SUPPLIED INFORMATION
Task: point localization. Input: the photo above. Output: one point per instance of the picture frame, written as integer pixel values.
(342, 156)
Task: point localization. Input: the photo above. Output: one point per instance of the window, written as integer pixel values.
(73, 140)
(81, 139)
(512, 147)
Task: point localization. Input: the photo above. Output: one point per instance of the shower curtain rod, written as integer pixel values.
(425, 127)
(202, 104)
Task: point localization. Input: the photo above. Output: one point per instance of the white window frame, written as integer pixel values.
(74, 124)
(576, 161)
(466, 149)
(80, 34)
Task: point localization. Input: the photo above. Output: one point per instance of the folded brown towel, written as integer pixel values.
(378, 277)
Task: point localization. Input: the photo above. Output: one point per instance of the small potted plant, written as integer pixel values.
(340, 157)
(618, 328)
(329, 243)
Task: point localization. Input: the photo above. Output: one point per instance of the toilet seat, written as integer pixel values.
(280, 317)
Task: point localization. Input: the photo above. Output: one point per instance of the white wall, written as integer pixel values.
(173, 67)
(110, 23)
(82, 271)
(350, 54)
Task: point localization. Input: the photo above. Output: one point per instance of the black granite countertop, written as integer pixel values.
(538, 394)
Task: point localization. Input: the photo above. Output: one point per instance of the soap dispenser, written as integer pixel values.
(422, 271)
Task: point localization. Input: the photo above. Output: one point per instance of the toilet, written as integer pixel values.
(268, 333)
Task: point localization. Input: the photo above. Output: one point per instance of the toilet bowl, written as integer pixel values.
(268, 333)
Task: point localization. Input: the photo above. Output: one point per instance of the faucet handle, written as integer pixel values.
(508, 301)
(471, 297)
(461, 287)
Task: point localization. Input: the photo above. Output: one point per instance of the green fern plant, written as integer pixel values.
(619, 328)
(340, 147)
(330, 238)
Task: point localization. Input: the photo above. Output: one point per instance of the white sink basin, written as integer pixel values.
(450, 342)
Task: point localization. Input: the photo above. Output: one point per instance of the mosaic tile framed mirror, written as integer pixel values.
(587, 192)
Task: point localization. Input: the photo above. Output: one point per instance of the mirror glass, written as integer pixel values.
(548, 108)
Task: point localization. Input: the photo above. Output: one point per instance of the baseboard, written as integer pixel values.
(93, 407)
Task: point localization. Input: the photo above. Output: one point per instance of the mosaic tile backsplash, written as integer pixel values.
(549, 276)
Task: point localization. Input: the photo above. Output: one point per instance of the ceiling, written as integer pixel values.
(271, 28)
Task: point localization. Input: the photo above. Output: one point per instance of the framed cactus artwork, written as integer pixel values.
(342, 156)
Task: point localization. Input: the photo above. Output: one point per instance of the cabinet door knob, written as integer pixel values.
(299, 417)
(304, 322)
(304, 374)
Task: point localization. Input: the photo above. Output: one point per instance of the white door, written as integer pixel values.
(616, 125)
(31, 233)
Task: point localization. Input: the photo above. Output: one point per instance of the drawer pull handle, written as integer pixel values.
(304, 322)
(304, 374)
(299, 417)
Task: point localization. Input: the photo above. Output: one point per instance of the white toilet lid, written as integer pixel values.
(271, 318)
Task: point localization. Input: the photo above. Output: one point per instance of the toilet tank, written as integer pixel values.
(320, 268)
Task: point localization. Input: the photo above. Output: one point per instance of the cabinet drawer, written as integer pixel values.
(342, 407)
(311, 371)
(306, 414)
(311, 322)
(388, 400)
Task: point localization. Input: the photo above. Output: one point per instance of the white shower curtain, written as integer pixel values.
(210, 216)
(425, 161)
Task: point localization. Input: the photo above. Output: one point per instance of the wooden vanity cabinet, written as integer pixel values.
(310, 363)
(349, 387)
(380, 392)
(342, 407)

REQUIRED WORK
Quote all of the entries above word for word.

THE SOLUTION
Task: point localization. Input: the photo above. Output: one point per instance of the picture frame, written as integer pixel values.
(342, 156)
Task: point localization. Input: the photo above. Output: one point per instance of the window, written as integer pixel values.
(73, 140)
(81, 139)
(512, 147)
Task: point localization. Input: the photo above. Output: one point per instance of the shower curtain rod, written as integer pixel values.
(425, 127)
(202, 104)
Task: point localization. Input: the photo above. Output: one point per instance of the white window frame, written as integer pixel values.
(74, 124)
(576, 161)
(466, 149)
(80, 34)
Task: point localization. Input: the photo above. Output: one point per instance of the folded brown towel, written as integer pixel values.
(378, 277)
Task: point localization. Input: the photo above. Output: one point per instance of the small potted plant, written as integer pixel values.
(340, 157)
(618, 328)
(329, 243)
Task: point localization. Input: the photo above. Output: one point per instance of the toilet seat, written as integer pixel values.
(280, 317)
Task: point localization. Input: the photo above. Output: one point per instance of the white wall, written as integer pixel values.
(173, 67)
(110, 23)
(82, 271)
(350, 54)
Task: point localization. Input: the photo above. Output: one point per instance of the black granite countertop, written as integer pixel values.
(538, 394)
Task: point localization. Input: the photo above. Output: one point per instance of the soap dispenser, written as integer pixel values.
(422, 271)
Task: point localization. Input: the photo above. Output: one point per instance of the toilet, written as integer pixel values.
(268, 333)
Task: point localization. Input: the photo above. Output: one point per instance of the toilet bowl, written as integer pixel values.
(268, 333)
Task: point localization. Input: the photo above. Output: one point per instance of the faucet handle, written as integer pixel values.
(508, 301)
(471, 297)
(461, 287)
Task: point localization. Input: the photo above. Output: one point per instance of the green fern plant, written as integer pixel values.
(619, 328)
(340, 147)
(330, 238)
Task: point localization. Input: the photo above. Output: one point per instance of the white sink basin, written as integer pixel values.
(450, 342)
Task: point localization. Input: the photo above. Output: one point per instance of the mosaic tile framed mirror, written as integer pixel values.
(587, 192)
Task: point localization. Input: the photo above. Output: one point per instance of the mirror glass, written as integer pixel values.
(548, 108)
Task: point localization. Input: the photo above. Output: one point per instance of the baseboard, written as integer pixel values.
(93, 407)
Task: point localization. Input: the photo above. Output: one point per instance of the mosaic tile backsplash, written as integer pixel values.
(549, 276)
Task: point localization. Input: the photo above. Output: one point per instance of the ceiling, written as integer pixel values.
(271, 28)
Task: point localization. Input: the photo above. Output: one point per instance of the framed cactus artwork, written as integer pixel values.
(342, 156)
Task: point localization. Input: the photo above. Output: one point per instance of the cabinet door knob, written as integer pixel values.
(299, 417)
(304, 322)
(304, 374)
Task: point localization. Input: the photo above. Output: one point per instance of the white door, written as integer pixel values.
(616, 125)
(31, 233)
Task: point localization. Input: the photo above. Output: one point per instance of the drawer pull handle, written as integer pixel values.
(304, 322)
(304, 374)
(299, 417)
Task: point localization. Input: the photo above. Output: one point per instance of the white toilet lid, written as integer pixel values.
(271, 318)
Task: point localization. Input: the photo above. Output: one point per instance of the toilet tank, written as integer pixel values.
(320, 268)
Task: point localization. Input: the photo above. Output: one point per instance of the cabinet drawer, written as integer pixel values.
(342, 407)
(311, 371)
(306, 414)
(311, 322)
(388, 400)
Task: point localization. Input: the photo above. Output: one point per instance of the white shower curtain, written as integer pixel values.
(210, 216)
(425, 161)
Task: point localization. Input: the photo above. Output: one point per instance of the wooden vanity cabinet, written as integer pixel values.
(310, 363)
(349, 387)
(380, 392)
(342, 407)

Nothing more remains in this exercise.